## Start PAGE EXCERPT

A Google search for “Sputnik” gives you an authoritative site from NASA in the top ten search results, but also a web page from the skydiver and ballroom-dancing enthusiast Michael Wright. This wildly democratic mix of sources perennially leads some educators to wring their hands about the state of knowledge, as yet another op-ed piece in the New York Times does today (“Searching for Dummies” by Edward Tenner). It’s a strange moment for the Times to publish this kind of lament; it seems like an op-ed left over from 1997, and as I’ve previously written in this space (and elsewhere with Roy Rosenzweig), contrary to Tenner’s one example of searching in vain for “World History,” online historical information is actually getting better, not worse (especially if you assess the web as a whole rather than complain about a few top search results). Anyway, Tenner does make one very good point: “More owners of free high-quality content should learn the tradecraft of tweaking their sites to improve search engine rankings.” This “tradecraft” is generally called “search engine optimization,” and I’ve long thought I should let those in academia (and other creators of reliable, noncommercial digital resources) in on the not-so-secret ways you can move your website higher up in the Google rankings (as well as in the rankings of other search engines).
1. Start with an appropriate domain name. Ideally, your domain should contain the top keywords you expect people searching for your topic to type into Google. At CHNM we love the name “Echo” for our history of science website, but we probably should have made the URL historyofscience.gmu.edu rather than echo.gmu.edu. Professors like to name digital projects something esoteric or poetic, preferably in Greek or Latin. That’s fine. But make the URL something more meaningful (and yes, more prosaic, if necessary) for search engines. If you read Google’s Web Search API documentation, you’ll realize that their spider can actually parse domain names for keywords, even if you run these words together.
2. If you’ve already launched your website, don’t change its address if it already has a lot of links to it. “Inbound” links are the currency of Google rankings. (You can check on how many links there are to your site by typing “link:[your domain name here]” into Google.) We can’t change Echo’s address now, because it’s already got hundreds of links to it, and those links count for a lot. (Despite the poetic name, we’re in the top ten for “history of science.”) There are some fancy ways to “redirect” sites from an old domain to a new one, but it’s tricky.

## End PAGE EXCERPT
## Start PROVIDED DATA

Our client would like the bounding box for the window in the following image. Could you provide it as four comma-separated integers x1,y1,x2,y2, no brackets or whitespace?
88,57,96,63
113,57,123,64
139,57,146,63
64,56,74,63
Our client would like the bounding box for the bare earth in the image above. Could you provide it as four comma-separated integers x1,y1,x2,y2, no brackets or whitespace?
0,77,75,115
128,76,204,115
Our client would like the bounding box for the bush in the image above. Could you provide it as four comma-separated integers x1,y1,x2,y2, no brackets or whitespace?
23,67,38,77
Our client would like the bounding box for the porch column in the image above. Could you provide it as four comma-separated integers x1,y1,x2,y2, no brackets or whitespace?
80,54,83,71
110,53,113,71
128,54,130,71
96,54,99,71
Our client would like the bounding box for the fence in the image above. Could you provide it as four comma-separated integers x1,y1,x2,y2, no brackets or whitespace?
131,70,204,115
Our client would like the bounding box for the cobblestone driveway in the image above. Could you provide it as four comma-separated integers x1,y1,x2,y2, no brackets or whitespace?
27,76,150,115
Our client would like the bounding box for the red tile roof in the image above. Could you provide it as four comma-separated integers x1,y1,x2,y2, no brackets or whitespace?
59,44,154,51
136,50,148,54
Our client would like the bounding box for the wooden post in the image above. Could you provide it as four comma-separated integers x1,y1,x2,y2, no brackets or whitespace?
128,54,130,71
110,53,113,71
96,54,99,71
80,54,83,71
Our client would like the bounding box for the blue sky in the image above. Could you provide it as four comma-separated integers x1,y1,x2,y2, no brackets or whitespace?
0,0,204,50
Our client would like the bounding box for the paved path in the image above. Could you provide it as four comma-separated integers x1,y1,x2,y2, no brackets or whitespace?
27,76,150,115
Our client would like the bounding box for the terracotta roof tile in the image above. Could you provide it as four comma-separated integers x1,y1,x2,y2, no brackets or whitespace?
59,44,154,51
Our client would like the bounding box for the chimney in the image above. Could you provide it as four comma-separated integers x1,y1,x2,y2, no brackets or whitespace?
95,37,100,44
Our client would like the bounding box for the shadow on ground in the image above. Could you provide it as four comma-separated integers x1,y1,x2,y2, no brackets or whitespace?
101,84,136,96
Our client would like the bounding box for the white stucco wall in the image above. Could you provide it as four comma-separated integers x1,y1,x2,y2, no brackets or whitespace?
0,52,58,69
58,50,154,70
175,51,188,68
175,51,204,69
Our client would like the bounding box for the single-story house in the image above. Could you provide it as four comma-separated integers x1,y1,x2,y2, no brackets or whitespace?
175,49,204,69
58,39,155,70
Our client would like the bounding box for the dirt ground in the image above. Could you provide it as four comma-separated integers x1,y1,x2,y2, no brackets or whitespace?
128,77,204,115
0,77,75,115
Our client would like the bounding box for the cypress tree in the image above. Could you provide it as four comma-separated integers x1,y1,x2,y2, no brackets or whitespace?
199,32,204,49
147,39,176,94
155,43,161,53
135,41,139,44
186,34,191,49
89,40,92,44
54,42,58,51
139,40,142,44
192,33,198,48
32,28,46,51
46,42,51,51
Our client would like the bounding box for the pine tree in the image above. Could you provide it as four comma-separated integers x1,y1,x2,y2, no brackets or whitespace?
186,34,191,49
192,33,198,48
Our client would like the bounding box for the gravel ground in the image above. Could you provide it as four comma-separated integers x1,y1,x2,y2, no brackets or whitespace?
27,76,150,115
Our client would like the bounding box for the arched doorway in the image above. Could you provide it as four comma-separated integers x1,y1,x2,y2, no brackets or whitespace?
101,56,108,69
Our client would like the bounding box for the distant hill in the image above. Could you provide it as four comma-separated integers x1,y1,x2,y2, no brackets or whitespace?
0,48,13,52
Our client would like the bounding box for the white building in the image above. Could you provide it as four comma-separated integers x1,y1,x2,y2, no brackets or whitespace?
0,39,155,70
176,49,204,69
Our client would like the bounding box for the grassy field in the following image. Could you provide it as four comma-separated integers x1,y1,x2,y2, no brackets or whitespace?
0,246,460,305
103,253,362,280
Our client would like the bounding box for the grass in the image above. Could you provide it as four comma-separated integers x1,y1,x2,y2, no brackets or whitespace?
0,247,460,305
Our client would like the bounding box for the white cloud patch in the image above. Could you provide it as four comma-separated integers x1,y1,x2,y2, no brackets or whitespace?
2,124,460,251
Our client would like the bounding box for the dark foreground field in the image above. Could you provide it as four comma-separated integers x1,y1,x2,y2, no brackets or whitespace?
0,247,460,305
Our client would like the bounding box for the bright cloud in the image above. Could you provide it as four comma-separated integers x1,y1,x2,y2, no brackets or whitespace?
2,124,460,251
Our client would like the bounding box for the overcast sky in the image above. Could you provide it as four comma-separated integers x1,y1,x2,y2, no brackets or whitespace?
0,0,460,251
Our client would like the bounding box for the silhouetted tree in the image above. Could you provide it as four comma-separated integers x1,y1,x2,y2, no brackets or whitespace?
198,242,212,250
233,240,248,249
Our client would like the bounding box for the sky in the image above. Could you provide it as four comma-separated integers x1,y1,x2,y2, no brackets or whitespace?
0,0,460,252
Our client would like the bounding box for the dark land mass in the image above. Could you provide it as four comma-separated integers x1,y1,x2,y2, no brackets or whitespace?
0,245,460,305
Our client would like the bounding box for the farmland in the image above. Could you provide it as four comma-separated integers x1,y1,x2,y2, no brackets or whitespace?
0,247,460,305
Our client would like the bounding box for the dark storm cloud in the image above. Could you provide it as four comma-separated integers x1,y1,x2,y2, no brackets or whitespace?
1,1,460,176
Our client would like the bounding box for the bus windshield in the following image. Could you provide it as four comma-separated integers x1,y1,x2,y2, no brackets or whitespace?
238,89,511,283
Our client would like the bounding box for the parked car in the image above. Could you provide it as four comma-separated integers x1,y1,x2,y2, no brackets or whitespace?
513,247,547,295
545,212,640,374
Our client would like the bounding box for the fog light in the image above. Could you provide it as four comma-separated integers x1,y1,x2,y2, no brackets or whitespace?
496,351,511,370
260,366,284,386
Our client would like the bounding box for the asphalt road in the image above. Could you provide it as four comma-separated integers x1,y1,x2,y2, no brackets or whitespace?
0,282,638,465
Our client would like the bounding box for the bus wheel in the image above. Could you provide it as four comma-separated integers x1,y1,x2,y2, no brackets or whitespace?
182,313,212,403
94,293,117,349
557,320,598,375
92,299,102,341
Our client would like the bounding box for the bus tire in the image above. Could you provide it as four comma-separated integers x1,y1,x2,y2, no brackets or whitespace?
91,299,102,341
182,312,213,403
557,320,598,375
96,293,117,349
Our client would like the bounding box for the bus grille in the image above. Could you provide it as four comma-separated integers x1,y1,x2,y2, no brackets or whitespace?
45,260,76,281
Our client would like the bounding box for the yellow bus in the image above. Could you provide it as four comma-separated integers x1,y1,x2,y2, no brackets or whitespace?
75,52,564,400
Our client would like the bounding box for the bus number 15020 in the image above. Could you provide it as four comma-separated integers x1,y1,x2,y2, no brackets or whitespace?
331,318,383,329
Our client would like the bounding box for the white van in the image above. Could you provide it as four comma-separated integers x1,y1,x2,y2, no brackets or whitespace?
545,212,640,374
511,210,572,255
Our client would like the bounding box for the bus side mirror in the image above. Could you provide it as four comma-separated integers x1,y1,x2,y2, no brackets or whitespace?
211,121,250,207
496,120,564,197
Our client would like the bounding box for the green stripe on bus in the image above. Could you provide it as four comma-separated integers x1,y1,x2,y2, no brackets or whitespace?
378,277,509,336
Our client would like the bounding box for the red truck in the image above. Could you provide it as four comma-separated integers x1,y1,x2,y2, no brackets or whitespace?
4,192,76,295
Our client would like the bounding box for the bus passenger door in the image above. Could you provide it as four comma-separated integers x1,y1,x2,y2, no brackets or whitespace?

## End PROVIDED DATA

**EXERCISE TASKS**
1 – In the post on search engine rankings, what URL does the author say CHNM probably should have used for its history of science website?
2 – Please write out the passage of the post on search engine rankings, starting at "2. If you’ve" and ending at "but it’s tricky.".

**RESULTS**
1 – historyofscience.gmu.edu

2 –
2. If you’ve already launched your website, don’t change its address if it already has a lot of links to it. “Inbound” links are the currency of Google rankings. (You can check on how many links there are to your site by typing “link:[your domain name here]” into Google.) We can’t change Echo’s address now, because it’s already got hundreds of links to it, and those links count for a lot. (Despite the poetic name, we’re in the top ten for “history of science.”) There are some fancy ways to “redirect” sites from an old domain to a new one, but it’s tricky.